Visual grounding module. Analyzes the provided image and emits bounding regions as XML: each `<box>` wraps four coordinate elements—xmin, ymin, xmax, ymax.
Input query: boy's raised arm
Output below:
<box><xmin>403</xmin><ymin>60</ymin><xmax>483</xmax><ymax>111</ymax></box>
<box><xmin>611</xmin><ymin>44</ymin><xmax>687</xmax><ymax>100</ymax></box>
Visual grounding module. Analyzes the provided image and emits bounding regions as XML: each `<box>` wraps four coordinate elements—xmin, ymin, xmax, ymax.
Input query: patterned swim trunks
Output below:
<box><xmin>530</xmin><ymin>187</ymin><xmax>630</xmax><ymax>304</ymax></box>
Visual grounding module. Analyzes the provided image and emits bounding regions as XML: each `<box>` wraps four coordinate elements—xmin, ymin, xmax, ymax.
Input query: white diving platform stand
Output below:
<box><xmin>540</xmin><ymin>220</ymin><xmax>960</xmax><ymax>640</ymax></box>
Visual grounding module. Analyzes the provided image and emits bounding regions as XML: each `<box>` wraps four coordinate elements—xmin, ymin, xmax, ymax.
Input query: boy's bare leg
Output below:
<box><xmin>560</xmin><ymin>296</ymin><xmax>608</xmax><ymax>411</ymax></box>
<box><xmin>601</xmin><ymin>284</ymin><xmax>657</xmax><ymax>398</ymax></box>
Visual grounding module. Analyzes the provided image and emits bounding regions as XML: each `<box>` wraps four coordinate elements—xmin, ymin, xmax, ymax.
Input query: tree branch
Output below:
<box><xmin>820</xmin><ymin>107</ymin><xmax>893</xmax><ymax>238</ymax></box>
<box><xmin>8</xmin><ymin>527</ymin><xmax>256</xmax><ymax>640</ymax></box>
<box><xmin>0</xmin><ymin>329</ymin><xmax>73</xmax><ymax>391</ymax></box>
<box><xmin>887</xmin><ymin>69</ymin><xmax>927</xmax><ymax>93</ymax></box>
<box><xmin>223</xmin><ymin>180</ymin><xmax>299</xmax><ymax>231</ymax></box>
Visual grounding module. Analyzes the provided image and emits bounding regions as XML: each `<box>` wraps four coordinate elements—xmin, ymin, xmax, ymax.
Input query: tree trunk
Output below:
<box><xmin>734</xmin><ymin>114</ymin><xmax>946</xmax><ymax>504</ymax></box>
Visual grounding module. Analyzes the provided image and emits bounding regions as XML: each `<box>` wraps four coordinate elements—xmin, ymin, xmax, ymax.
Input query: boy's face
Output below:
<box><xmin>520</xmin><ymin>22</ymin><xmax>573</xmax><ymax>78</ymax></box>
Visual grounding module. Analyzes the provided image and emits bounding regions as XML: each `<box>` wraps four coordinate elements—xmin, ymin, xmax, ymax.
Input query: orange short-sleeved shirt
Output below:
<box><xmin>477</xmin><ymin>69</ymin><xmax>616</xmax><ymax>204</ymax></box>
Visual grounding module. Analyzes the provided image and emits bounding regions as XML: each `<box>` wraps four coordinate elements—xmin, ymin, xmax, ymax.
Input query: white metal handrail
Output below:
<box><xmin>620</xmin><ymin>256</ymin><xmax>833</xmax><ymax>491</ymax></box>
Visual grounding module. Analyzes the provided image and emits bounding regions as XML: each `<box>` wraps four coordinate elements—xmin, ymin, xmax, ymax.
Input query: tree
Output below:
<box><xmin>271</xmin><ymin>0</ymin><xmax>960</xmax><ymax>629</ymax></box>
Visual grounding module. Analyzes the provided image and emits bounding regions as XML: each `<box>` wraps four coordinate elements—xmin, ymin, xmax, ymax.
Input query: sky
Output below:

**Exercise description**
Extract every line above that contains the word "tree", matching its case exactly.

**Completed task**
Input query: tree branch
Input query: tree trunk
Input query: tree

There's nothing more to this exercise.